== Extracted data ==

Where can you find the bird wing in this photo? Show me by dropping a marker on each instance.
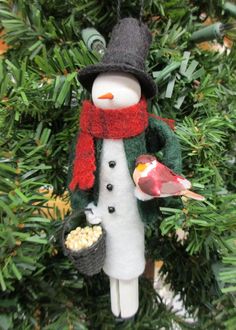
(148, 186)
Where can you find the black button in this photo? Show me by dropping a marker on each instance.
(112, 163)
(111, 209)
(109, 187)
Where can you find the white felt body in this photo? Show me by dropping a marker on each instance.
(125, 231)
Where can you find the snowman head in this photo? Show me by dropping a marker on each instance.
(115, 90)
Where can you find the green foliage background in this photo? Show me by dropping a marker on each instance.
(40, 99)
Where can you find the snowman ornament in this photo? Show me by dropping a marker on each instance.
(114, 130)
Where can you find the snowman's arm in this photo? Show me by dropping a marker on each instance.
(79, 198)
(160, 137)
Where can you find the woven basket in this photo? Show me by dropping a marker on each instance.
(88, 261)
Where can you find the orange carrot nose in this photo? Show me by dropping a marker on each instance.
(109, 96)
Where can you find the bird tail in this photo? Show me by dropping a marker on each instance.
(191, 194)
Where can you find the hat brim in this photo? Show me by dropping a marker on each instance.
(87, 76)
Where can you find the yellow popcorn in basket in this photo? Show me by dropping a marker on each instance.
(82, 238)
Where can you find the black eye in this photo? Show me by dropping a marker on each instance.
(112, 163)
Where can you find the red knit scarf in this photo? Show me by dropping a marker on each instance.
(104, 124)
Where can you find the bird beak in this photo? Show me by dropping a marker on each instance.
(108, 96)
(141, 167)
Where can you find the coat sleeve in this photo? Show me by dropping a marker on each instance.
(79, 198)
(159, 137)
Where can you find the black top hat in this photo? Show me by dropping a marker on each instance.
(126, 52)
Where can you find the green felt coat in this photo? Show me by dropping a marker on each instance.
(157, 137)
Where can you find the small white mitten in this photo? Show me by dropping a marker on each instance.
(92, 214)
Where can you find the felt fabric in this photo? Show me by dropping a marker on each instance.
(126, 52)
(158, 136)
(124, 227)
(106, 124)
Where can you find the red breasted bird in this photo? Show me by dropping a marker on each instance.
(153, 179)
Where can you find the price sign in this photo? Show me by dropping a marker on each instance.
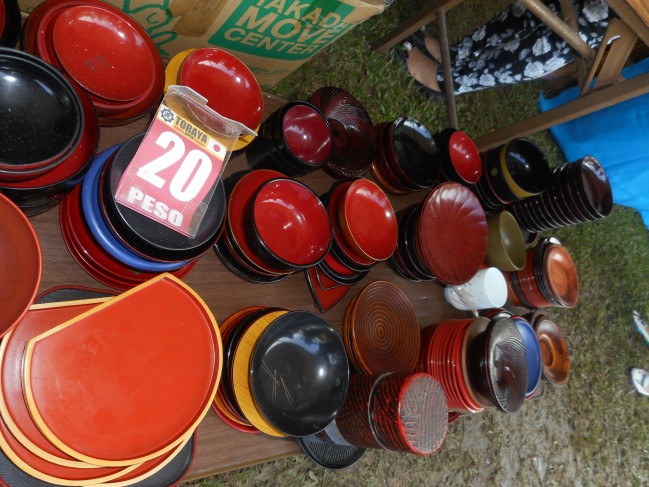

===

Exercise objective: Omit the pictures; set down each record exactly.

Completed task:
Where can you find the bird wing in this photo? Show me by dropping a marker on each instance.
(148, 186)
Where can you find the black button in this photo? Show me by dropping a marker on each instance.
(112, 163)
(111, 209)
(109, 187)
Where can you find the white felt body in this photo? Show me by dropping a marker on each instance.
(125, 231)
Where can you find the snowman head in this photo? Show me by dropping a marker on each instance.
(115, 90)
Where can you find the green foliage background in this photo? Show me by dropping a marker on each instance.
(40, 99)
Where can you find the snowman ornament in this photo? Show me by dropping a marker on each instance.
(114, 130)
Where can you find the snowman's arm in this photo? Show me by dropping a marker on each instance.
(79, 198)
(160, 137)
Where can you find the woven basket in this photo? Show me by dropping a marker on each instance.
(88, 261)
Where can you find the orange carrot nose in this photo? Show me by dropping a marker on each instance.
(109, 96)
Where can you find the bird tail in this photo? Show me by dropping a marker on each instance.
(191, 194)
Where can you find the hat brim in this photo? Show me by dropping a marker on each instance.
(87, 76)
Where can you find the yellow popcorn in basket in this photo? Show me by dropping a marker on each instance.
(82, 238)
Where can you find the black eye in this photo? Show me by dropping a marker on each instance.
(112, 163)
Where can you find the red knit scarf in this photo? Show me by dropping a marker on each instance.
(104, 124)
Where can you find the bird beak in this photo? Show me by dropping a marker on each instance.
(108, 96)
(141, 167)
Where can you find the coat sleeve in this photo? Show me by dropping a marker on each instance.
(79, 198)
(159, 137)
Where can you find the black top hat in this photo? Show me by dropping a marker on each instance.
(126, 52)
Where can you find the green felt coat in this photo? Show me by dropping a marker on each instance.
(157, 137)
Where can you find the small white mitten in this photo? Show me by dropping a marker on each instance.
(92, 214)
Where can you find the felt fabric in this photo? Show me by dropping a marker on each instance.
(126, 52)
(158, 136)
(124, 227)
(106, 124)
Where can you find the red breasted bird in this photo? Show me by dropping a marker on each instance.
(153, 179)
Where can you find the price sign in this photo? Show me by dropping a marker on each instance.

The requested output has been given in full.